Asian shares up after Fed minutes, China weighs
UPDATED @ 02:43:08 PM 23-08-2012
TOKYO, Aug 23 — Asian shares rose to a two-week high today after Federal Reserve minutes raised hopes for fresh monetary stimulus, but a survey suggesting that China’s manufacturing sector is contracting capped the gains.
Ahead of the euro zone’s flash PMI and a German-French meeting over Greece, financial spreadbetters called London’s FTSE 100, Paris’s CAC-40 and Frankfurt’s DAX to open up as much as 0.9 per cent.
The firmer tone follows minutes of the July 31-August 1 Fed meeting. They showed the Fed was likely to deliver another round of monetary stimulus “fairly soon” unless data points to “substantial and sustainable” strengthening in the recovery.
That pushed the MSCI’s broadest index of Asia-Pacific shares outside Japan up as much as 1 per cent.
However, it pulled back from the day’s peak to stand up 0.8 per cent after the HSBC flash China PMI showed the factory sector contracting in August at its fastest pace in nine months, raising fresh concerns about the health of global demand.
Shares in Australia, which depends on China as its single largest export market, were up 0.2 per cent, also a tad below levels prior to the PMI data.
The Australian dollar fell to US$1.0510 from around US$1.0533 before China’s PMI.
Speculation about more economic stimulus drove spot gold up to a 3-1/2 month high of US$1,665.09 (RM5,328) an ounce as the market started to factor in the potential for new stimulus to fuel inflation.
Copper rose to a one-month high of US$7,687.50 a tonne.
“The Fed said they would act unless they see substantial and sustainable strengthening. Clearly you’re not seeing that which says the Fed has to do something,” said Hong Kong-based commodities analyst James Luke of China International Capital Corporation.
“But it’s been a pretty muted price response, which I think reflects ongoing China industrial weakening and doubts over the efficacy of any new stimulus round,” he said.
◇ ◇ ◇ ◇ ◇
## Required task
In the market report above, what one-month high did copper reach?

[A block of data]
◇ ◇ ◇ ◇ ◇
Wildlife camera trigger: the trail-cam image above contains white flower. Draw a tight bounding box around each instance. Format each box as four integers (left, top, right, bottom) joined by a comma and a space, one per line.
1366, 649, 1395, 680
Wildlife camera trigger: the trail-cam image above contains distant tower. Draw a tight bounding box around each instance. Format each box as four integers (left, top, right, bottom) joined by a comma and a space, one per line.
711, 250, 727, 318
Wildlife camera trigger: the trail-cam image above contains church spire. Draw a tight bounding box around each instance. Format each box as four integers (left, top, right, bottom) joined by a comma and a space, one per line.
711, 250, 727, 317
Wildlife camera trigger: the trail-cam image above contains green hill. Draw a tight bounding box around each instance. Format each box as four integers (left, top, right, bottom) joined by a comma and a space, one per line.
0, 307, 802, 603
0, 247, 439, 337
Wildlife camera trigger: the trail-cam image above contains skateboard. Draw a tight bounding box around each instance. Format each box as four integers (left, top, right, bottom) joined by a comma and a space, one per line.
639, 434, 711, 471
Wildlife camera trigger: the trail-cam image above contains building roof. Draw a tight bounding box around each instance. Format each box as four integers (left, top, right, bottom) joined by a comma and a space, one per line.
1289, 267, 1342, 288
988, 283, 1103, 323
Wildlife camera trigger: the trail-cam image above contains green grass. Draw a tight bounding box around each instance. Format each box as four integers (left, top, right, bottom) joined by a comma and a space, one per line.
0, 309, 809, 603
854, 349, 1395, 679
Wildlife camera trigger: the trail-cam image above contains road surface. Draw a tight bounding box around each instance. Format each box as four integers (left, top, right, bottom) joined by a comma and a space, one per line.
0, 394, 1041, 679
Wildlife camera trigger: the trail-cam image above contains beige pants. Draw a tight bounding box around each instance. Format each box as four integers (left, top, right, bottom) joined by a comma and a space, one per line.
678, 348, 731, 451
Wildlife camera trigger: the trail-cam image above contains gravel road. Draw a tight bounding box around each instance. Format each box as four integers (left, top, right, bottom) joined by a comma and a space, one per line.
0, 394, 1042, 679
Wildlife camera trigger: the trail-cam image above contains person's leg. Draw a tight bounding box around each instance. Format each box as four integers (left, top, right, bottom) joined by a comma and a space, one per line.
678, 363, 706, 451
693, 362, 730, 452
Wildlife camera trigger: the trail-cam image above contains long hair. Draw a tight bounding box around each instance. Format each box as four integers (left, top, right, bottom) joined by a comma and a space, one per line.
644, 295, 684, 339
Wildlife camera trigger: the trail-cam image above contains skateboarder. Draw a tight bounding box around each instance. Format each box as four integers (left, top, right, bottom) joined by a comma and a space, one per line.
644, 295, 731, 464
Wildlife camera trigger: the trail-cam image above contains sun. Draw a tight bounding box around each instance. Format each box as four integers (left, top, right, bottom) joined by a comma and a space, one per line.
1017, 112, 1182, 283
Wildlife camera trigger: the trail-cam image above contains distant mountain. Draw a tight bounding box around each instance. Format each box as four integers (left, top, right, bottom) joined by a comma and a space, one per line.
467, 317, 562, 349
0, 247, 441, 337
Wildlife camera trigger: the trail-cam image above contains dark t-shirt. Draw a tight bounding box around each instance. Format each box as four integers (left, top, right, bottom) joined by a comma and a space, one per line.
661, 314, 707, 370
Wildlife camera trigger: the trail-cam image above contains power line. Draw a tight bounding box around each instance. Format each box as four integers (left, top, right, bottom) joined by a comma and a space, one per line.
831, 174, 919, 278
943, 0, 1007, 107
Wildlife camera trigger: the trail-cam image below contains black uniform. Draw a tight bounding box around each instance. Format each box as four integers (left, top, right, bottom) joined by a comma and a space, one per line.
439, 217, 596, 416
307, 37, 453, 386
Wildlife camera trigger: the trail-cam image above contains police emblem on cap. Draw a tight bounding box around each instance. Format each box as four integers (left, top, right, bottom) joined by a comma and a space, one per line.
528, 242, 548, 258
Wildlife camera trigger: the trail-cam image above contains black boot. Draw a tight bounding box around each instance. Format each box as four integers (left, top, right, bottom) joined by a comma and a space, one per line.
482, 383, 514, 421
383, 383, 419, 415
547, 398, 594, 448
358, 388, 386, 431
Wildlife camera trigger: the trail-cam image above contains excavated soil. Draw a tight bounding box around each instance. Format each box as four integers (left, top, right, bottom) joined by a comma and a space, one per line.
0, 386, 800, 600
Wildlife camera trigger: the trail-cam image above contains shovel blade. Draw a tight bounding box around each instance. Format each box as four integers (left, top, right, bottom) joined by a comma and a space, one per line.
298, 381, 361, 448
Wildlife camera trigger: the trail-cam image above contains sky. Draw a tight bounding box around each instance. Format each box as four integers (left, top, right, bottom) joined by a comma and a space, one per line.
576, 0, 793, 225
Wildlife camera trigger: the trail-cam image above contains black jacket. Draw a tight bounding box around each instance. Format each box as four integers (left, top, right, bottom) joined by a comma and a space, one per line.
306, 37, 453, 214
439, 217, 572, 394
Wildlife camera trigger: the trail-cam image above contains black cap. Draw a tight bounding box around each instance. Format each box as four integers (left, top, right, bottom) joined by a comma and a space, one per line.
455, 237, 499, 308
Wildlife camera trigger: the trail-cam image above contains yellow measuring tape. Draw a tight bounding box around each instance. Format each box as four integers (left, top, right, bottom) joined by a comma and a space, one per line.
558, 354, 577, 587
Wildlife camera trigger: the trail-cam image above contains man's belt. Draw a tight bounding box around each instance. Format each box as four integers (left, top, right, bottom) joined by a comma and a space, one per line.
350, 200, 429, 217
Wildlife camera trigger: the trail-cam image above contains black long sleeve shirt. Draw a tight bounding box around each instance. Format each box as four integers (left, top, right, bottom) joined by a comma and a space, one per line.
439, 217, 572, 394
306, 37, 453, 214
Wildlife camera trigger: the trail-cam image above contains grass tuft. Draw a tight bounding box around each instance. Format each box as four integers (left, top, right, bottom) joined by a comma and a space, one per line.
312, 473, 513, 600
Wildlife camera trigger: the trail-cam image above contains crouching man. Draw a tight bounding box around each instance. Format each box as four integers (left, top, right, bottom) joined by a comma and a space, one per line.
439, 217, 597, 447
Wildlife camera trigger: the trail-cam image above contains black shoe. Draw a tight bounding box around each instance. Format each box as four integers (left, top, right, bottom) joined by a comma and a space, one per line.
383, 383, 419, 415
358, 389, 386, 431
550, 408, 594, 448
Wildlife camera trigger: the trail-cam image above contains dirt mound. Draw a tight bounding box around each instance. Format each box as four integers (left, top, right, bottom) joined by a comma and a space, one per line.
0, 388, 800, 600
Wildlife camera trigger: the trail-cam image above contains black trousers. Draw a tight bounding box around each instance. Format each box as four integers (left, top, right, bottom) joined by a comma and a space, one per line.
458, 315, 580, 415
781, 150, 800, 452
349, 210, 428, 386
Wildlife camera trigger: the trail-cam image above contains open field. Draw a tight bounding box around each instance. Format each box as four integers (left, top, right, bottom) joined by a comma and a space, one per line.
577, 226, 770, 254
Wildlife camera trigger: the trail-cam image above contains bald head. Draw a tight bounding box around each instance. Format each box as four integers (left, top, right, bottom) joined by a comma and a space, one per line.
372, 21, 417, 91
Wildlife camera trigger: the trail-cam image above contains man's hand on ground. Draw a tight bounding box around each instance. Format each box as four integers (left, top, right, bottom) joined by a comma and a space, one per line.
◇ ◇ ◇ ◇ ◇
## Result for this exercise
US$7,687.50 a tonne.